Texte fourni —
------------
L’interview aborde le fait que même les grandes entreprises opérant à l’échelle mondiale dépendent de plus en plus des supply chains régionales. Vermorel soutient que, malgré l’ampleur de ces chaînes “locales”, elles couvrent néanmoins d’immenses marchés comptant environ un demi-milliard de personnes.

En abordant le rôle de la technologie dans cette interdépendance, Vermorel souligne comment les projets open-source et les ERP basés sur le cloud, tels que NetSuite, facilitent les interactions en temps réel entre les entreprises du monde entier. Lokad et NetSuite sont deux exemples d’entreprises qui investissent dans le renforcement de leurs dépendances par le biais d’API (Application Programming Interfaces) et de connecteurs améliorés.

En ce qui concerne l’avenir de la slowbalization, Vermorel estime que cette tendance se poursuivra, en partie en raison de l’augmentation du niveau de vie en Asie. À mesure que des pays comme la Chine s’enrichissent, leur avantage concurrentiel lié à une main-d’œuvre à bas coût diminue, contribuant ainsi au virage vers des supply chains plus locales. Vermorel suggère que cette tendance pourrait durer quelques décennies, à l’instar de la période de trois décennies d’augmentation de la mondialisation qui l’a précédée.

Vermorel soutient que la slowbalization est une tendance durable, portée par des forces stables telles que l’élévation du niveau de vie en Asie et l’accroissement des dépendances technologiques entre les pays. Il n’anticipe pas de renversement de cette tendance et estime que les mesures protectionnistes, comme les tarifs, n’auront qu’un impact limité sur la trajectoire globale de la slowbalization.

Transcription complète

Kieran Chandler : Aujourd’hui sur Lokad TV, nous allons en apprendre un peu plus sur ce concept et comprendre ce que cela peut réellement signifier pour certaines supply chains dans le monde. Alors, Joannes, la slowbalization semble être un concept assez intéressant. Quelle est l’idée de base derrière cela ?
------------
[Enregistrements issus d'une collection]
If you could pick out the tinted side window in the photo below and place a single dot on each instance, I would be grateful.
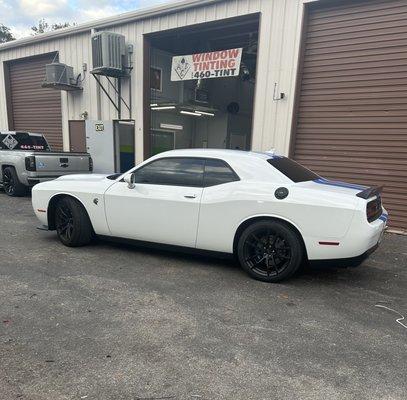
(172, 171)
(292, 170)
(218, 172)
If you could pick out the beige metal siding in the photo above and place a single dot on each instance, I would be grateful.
(32, 107)
(352, 112)
(280, 22)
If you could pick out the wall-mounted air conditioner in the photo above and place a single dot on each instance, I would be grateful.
(109, 54)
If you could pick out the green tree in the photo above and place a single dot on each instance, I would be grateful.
(5, 34)
(43, 26)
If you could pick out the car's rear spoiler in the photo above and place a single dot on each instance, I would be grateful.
(370, 192)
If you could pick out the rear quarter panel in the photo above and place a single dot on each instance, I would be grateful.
(225, 207)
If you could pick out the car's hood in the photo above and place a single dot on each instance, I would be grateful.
(83, 177)
(333, 187)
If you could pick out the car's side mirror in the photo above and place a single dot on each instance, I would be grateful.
(130, 179)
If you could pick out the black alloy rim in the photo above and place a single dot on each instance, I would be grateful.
(8, 182)
(267, 253)
(64, 222)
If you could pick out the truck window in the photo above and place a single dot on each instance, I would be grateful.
(292, 170)
(23, 141)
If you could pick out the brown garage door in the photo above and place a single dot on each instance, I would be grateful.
(351, 122)
(33, 108)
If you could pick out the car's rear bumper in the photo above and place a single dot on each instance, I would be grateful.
(345, 262)
(361, 238)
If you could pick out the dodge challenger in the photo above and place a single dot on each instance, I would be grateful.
(267, 210)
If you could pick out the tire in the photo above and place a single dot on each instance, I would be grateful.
(270, 251)
(11, 184)
(72, 223)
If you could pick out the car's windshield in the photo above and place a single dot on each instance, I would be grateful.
(292, 170)
(23, 141)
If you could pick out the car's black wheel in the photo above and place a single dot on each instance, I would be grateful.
(270, 251)
(72, 223)
(12, 186)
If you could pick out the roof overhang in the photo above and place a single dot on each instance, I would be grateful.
(119, 19)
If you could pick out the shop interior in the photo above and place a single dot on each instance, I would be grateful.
(203, 113)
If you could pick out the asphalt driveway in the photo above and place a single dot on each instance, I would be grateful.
(117, 322)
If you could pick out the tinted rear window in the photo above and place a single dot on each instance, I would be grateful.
(176, 171)
(218, 172)
(22, 141)
(292, 170)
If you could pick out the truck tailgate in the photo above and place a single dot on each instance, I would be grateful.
(61, 163)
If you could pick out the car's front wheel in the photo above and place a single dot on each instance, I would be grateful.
(270, 251)
(72, 223)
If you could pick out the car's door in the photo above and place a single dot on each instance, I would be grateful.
(163, 206)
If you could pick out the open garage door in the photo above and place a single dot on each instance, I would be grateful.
(352, 106)
(31, 107)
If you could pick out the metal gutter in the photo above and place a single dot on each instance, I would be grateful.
(119, 19)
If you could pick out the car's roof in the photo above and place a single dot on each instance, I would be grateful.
(217, 153)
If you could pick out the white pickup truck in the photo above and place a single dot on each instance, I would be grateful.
(26, 159)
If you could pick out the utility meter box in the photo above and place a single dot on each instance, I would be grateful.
(109, 54)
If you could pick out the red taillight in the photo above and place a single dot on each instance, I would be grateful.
(374, 209)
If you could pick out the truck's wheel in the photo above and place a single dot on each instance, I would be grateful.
(72, 223)
(270, 251)
(12, 186)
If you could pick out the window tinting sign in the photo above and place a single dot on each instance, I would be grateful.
(10, 142)
(215, 64)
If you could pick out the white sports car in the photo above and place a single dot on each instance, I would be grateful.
(269, 211)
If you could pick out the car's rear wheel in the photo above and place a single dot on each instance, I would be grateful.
(11, 184)
(270, 251)
(72, 223)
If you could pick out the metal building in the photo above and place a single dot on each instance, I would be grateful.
(321, 80)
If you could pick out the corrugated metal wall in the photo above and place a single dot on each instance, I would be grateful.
(352, 116)
(279, 38)
(34, 108)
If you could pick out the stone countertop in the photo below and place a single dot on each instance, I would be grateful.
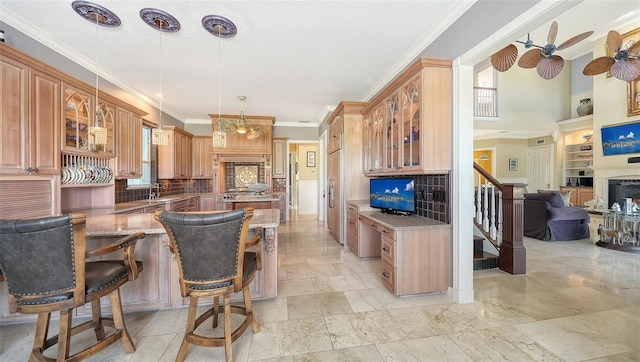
(250, 198)
(128, 206)
(400, 222)
(126, 224)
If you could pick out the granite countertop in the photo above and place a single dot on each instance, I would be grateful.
(127, 206)
(125, 224)
(400, 222)
(251, 198)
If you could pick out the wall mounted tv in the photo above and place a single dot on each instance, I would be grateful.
(393, 195)
(621, 139)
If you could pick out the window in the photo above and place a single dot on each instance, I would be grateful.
(145, 180)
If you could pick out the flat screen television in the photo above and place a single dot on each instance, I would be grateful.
(393, 195)
(621, 139)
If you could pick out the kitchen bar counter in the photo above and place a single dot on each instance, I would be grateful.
(125, 224)
(158, 286)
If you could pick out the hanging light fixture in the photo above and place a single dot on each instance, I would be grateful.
(99, 15)
(165, 23)
(220, 27)
(241, 126)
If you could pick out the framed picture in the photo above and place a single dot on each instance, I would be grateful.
(311, 159)
(633, 98)
(631, 35)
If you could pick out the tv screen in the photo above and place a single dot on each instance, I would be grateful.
(621, 139)
(392, 195)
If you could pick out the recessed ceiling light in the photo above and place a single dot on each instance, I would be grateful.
(96, 13)
(160, 20)
(219, 26)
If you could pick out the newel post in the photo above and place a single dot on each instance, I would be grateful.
------------
Exercices —
• A. Recopiez tel quel, dans le texte sur la slowbalization, tout ce qui va de « Kieran Chandler : Aujourd’hui » jusqu'à « derrière cela ? ».
• B. Poursuivez le texte sur la slowbalization à partir de l'endroit où il s'arrête.

Résultats —
• A.
Kieran Chandler : Aujourd’hui sur Lokad TV, nous allons en apprendre un peu plus sur ce concept et comprendre ce que cela peut réellement signifier pour certaines supply chains dans le monde. Alors, Joannes, la slowbalization semble être un concept assez intéressant. Quelle est l’idée de base derrière cela ?

• B.
Joannes Vermorel : Ce terme a été inventé par un auteur rédigeant pour The Economist, décrivant une tendance relativement récente au ralentissement des échanges internationaux. Malgré des événements récents, comme la lutte de Trump contre les tarifs avec la Chine, ce n’est pas si récent. J’ai trouvé un rapport du FMI datant de deux ans qui indiquait que le tournant avait eu lieu en 2012. Pendant les trois décennies précédentes, le commerce mondial avait crû deux fois plus rapidement que le PIB mondial. Ainsi, lorsqu’un pays s’enrichissait de 10 %, il échangeait en réalité 20 % de plus avec ses voisins. Ce processus s’était accéléré au cours des trois dernières décennies, mais il a atteint un point où la croissance commerciale était équivalente à celle du PIB mondial, sans la dépasser. Il y avait donc davantage d’échanges, mais uniquement parce que les pays devenaient plus riches, et non en raison d’une intensification des échanges. Maintenant, la croissance est plus lente, d’où le terme slowbalization.

Kieran Chandler : Vous avez mentionné Trump et les tarifs. Quels sont, diriez-vous, les effets externes qui ont conduit à ce ralentissement ?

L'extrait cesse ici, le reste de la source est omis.